RECORDS PROVIDED:
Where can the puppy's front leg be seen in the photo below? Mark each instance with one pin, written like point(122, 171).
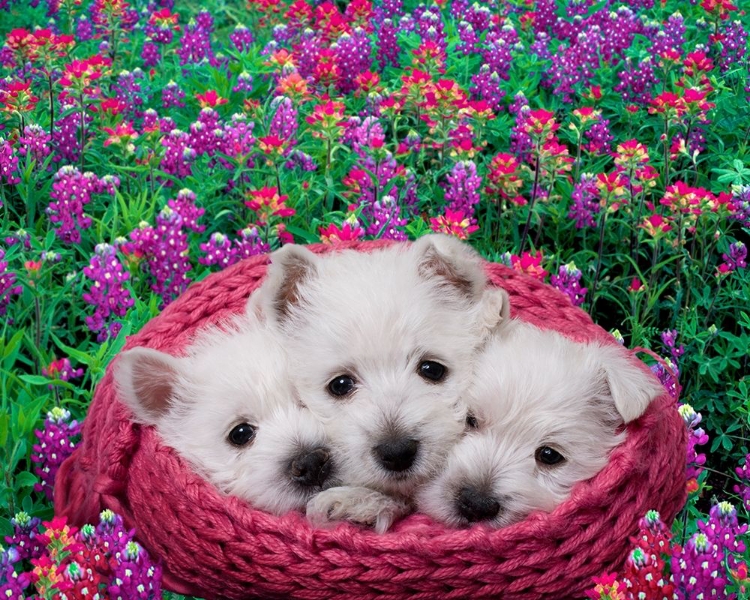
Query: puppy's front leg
point(356, 504)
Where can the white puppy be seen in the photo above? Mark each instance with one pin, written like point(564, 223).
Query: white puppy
point(229, 408)
point(382, 347)
point(546, 413)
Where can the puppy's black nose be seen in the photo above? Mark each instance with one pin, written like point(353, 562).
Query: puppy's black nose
point(397, 455)
point(474, 505)
point(311, 468)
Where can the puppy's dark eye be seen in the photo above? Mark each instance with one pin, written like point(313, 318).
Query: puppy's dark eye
point(547, 456)
point(340, 386)
point(432, 371)
point(241, 435)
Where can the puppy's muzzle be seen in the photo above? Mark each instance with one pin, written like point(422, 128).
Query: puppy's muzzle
point(397, 454)
point(475, 505)
point(311, 468)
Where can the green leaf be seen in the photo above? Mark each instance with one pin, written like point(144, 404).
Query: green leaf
point(308, 236)
point(4, 426)
point(35, 379)
point(25, 479)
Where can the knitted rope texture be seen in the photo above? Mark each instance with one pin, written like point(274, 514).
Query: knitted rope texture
point(215, 546)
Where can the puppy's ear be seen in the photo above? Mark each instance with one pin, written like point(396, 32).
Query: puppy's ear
point(495, 309)
point(146, 381)
point(452, 263)
point(632, 388)
point(290, 266)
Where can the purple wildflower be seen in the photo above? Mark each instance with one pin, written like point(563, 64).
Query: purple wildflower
point(486, 86)
point(25, 538)
point(388, 48)
point(284, 122)
point(696, 437)
point(735, 259)
point(241, 38)
point(669, 339)
point(172, 96)
point(35, 141)
point(206, 133)
point(385, 219)
point(62, 370)
point(700, 567)
point(135, 576)
point(71, 191)
point(743, 489)
point(568, 281)
point(244, 83)
point(637, 81)
point(151, 55)
point(740, 205)
point(111, 532)
point(84, 29)
point(195, 45)
point(668, 376)
point(734, 40)
point(8, 164)
point(178, 155)
point(597, 139)
point(56, 443)
point(585, 198)
point(463, 188)
point(353, 57)
point(107, 293)
point(166, 245)
point(8, 287)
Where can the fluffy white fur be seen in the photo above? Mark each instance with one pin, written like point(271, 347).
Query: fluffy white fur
point(376, 317)
point(231, 375)
point(535, 389)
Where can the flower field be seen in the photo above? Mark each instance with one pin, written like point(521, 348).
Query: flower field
point(600, 146)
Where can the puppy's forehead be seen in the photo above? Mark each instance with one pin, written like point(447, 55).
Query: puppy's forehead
point(532, 372)
point(238, 373)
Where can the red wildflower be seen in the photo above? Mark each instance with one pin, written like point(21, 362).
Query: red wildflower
point(366, 82)
point(282, 60)
point(272, 145)
point(656, 225)
point(430, 56)
point(528, 263)
point(631, 154)
point(293, 86)
point(210, 99)
point(505, 178)
point(267, 203)
point(17, 97)
point(607, 587)
point(122, 135)
point(327, 118)
point(299, 15)
point(80, 76)
point(540, 124)
point(636, 285)
point(718, 8)
point(681, 198)
point(112, 106)
point(668, 104)
point(164, 19)
point(331, 234)
point(327, 71)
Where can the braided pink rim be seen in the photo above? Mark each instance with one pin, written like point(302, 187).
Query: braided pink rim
point(214, 546)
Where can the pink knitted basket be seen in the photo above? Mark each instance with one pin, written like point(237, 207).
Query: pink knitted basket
point(215, 546)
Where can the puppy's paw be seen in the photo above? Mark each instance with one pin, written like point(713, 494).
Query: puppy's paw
point(358, 505)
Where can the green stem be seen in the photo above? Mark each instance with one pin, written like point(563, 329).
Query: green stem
point(534, 190)
point(599, 254)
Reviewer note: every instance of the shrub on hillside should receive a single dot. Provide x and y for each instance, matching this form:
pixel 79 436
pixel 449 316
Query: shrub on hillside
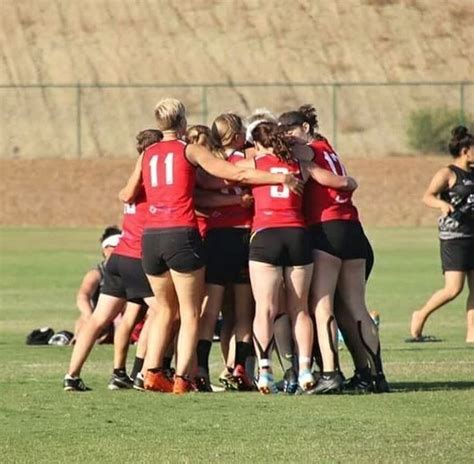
pixel 429 129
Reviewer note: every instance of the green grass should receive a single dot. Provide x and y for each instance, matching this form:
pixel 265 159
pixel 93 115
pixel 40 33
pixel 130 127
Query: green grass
pixel 428 417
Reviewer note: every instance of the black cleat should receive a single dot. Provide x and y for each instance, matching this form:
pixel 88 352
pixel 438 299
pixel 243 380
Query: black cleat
pixel 74 384
pixel 380 384
pixel 360 382
pixel 120 382
pixel 138 383
pixel 327 384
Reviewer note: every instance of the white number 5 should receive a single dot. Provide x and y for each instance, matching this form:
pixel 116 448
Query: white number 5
pixel 279 191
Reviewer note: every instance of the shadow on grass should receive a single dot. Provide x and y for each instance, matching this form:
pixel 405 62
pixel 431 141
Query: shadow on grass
pixel 430 386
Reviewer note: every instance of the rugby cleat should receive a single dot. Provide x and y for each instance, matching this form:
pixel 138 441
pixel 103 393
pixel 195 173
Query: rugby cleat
pixel 120 382
pixel 306 380
pixel 74 384
pixel 158 380
pixel 242 380
pixel 265 383
pixel 182 385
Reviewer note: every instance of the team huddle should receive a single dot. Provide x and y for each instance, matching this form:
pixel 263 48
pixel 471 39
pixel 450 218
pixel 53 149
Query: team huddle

EXERCISE DIRECTIONS:
Copy out the lines of the records above word for word, starting at the line that contains "Where can the puppy's ear" and ending at the line that contains "point(290, 266)", with both of those lines included.

TASK SOLUTION:
Where can the puppy's ear be seen in the photo above? Mark each instance with one pin, written like point(396, 32).
Query: puppy's ear
point(495, 309)
point(146, 381)
point(452, 263)
point(632, 388)
point(290, 266)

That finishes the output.